> _CONSIGNE DE L'EXERCICE_: D'après le texte ci-dessous sur les accords entre la Suisse et l'UE, dans quels domaines le paquet crée-t-il trois nouveaux accords ?

> _TEXTE À LIRE_:
------------
Suisse/Union Européenne : La conclusion d’accords entre la Suisse et l’UE
Point au 7 janvier 2025
En bref :
Le 20 décembre 2024, après plus de dix ans d’âpres négociations, l’Union européenne (l’UE) et la Suisse ont conclu un paquet d’accords destinés à moderniser leurs relations bilatérales. La présidente de la Commission européenne, Ursula von der Leyen, a d’ailleurs qualifié l'accord d’« historique».
Initiées en 2014, les négociations en vue d’un unique accord-cadre avaient été abandonnées en 2021, principalement en raison de différends sur la libre circulation des personnes et la protection des salaires.
Les négociations ont été officiellement ouvertes par la présidente de la Confédération et la présidente de la Commission européenne le 18 mars 2024 à Bruxelles. Les équipes de négociation ont réussi à trouver des solutions équilibrées présentant des avantages pour la Suisse comme pour l’UE, s’appuyant cette fois-ci sur une approche sectorielle.
L'accord vise à simplifier et renforcer la coopération économique entre ces deux partenaires, donnant notamment à la Suisse un accès facilité au marché intérieur européen, dont celui de l'électricité.
Les objectifs définis dans le mandat de négociation avec l'UE ont été atteints dans chacun des 12 domaines concernés, notamment en matière d’agriculture, de migration, de transports, ou encore d’électricité.
Que vont changer ces accords ?
La Suisse, qui ne fait pas partie de l’UE, voit notamment son accès facilité au marché intérieur européen. Le paquet met à jour cinq accords existants (libre circulation des personnes, reconnaissance mutuelle des évaluations de conformité, transports terrestres, transport aérien et agriculture) et en crée trois nouveaux en matière d’électricité, de sécurité alimentaire et de santé. Ces accords seront régulièrement mis à jour.
Pour information, en 2022, le volume d’échanges de biens entre les deux parties s’élevait à plus de 300 milliards d’euros, soit 6% du total des échanges de biens des Vingt-Sept et près de 60% de l’ensemble des biens échangés par la Confédération helvétique avec l’extérieur.[1]
Une clause permettra à Berne de suspendre la libre circulation des personnes lorsque celle-ci entraîne de graves problèmes économiques ou sociaux. La Suisse pourra par ailleurs maintenir une immigration orientée vers les besoins de son économie.
------------
> _ITEMS_:
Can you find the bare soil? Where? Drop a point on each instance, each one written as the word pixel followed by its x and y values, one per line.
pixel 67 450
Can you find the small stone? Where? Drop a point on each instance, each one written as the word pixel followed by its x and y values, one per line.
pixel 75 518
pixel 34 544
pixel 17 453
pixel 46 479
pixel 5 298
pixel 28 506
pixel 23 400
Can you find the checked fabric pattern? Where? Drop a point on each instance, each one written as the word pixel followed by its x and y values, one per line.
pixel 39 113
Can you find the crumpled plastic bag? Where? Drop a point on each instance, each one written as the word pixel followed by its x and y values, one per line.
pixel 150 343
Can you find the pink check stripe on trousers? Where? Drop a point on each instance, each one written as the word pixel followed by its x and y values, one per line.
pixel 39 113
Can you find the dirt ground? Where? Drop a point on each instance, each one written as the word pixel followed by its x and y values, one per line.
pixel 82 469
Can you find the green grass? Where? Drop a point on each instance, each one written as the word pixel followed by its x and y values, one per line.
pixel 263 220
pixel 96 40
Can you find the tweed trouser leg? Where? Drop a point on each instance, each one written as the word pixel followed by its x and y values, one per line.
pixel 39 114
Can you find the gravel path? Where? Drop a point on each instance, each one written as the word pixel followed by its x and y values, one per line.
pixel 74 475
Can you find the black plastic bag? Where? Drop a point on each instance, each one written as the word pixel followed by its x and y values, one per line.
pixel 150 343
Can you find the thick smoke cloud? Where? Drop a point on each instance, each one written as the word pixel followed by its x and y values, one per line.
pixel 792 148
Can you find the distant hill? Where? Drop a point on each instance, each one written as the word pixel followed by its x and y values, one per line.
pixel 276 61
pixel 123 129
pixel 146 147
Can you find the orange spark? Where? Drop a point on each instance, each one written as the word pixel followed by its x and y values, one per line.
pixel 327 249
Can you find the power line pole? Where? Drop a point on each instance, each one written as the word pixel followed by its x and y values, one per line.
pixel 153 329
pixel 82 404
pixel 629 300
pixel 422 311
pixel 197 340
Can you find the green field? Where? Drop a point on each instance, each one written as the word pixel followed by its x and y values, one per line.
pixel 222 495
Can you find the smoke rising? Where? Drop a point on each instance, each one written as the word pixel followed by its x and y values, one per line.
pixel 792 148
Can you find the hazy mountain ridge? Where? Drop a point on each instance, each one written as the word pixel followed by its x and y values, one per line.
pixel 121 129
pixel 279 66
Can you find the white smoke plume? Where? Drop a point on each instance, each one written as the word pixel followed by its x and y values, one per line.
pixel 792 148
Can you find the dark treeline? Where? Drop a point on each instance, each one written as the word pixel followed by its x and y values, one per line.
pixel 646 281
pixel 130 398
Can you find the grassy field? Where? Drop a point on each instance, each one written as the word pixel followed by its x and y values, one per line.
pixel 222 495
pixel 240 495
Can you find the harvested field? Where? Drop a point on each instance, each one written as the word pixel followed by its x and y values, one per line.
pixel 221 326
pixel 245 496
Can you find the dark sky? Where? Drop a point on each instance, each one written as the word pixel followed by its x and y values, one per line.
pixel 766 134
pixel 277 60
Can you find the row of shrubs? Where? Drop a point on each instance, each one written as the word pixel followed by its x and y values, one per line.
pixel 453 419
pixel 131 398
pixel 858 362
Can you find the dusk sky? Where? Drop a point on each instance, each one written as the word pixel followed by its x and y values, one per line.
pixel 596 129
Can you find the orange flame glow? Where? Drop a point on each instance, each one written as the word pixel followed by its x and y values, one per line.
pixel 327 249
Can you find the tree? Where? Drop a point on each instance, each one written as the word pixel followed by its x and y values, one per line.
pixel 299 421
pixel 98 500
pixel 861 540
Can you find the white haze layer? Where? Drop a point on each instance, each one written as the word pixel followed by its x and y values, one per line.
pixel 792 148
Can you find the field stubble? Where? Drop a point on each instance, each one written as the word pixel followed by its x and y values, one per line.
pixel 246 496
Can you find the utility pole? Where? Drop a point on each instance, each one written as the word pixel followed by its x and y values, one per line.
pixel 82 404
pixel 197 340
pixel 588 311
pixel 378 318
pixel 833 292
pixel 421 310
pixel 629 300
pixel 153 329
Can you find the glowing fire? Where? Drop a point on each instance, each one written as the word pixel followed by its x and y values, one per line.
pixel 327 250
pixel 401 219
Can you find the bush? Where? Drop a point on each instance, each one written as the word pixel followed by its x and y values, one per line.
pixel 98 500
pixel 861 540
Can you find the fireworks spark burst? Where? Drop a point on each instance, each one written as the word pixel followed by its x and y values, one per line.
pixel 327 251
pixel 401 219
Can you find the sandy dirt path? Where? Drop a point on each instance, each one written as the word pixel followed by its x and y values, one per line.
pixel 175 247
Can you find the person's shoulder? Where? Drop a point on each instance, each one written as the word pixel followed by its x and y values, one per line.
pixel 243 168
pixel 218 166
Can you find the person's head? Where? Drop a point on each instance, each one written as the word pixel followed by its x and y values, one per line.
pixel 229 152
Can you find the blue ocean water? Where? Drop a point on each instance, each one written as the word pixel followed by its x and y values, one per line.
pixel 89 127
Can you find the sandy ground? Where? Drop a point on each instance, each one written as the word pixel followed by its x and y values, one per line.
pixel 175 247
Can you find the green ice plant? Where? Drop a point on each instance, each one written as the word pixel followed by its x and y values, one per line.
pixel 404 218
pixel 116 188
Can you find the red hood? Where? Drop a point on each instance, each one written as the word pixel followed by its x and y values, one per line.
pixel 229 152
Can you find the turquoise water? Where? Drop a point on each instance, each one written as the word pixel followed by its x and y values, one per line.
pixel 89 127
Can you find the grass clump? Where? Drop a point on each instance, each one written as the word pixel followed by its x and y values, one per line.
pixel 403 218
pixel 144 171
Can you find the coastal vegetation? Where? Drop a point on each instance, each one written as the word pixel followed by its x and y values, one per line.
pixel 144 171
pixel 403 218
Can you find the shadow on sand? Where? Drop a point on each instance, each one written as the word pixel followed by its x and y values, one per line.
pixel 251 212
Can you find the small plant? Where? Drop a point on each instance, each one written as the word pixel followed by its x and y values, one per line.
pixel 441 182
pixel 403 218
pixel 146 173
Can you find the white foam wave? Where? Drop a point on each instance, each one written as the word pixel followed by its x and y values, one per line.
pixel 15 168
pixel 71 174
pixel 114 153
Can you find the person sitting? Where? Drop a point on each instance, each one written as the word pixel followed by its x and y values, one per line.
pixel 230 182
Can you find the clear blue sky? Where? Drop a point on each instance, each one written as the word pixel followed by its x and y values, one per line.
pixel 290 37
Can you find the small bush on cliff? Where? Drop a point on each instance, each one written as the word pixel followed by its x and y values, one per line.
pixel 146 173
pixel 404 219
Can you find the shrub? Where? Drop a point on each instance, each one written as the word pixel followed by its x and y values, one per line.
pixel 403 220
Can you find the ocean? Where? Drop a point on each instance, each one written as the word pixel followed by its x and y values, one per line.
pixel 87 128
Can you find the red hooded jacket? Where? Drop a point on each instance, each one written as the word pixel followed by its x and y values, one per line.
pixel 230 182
------------
> _RÉPONSE À L'EXERCICE_: Les trois nouveaux accords portent sur l'électricité, la sécurité alimentaire et la santé.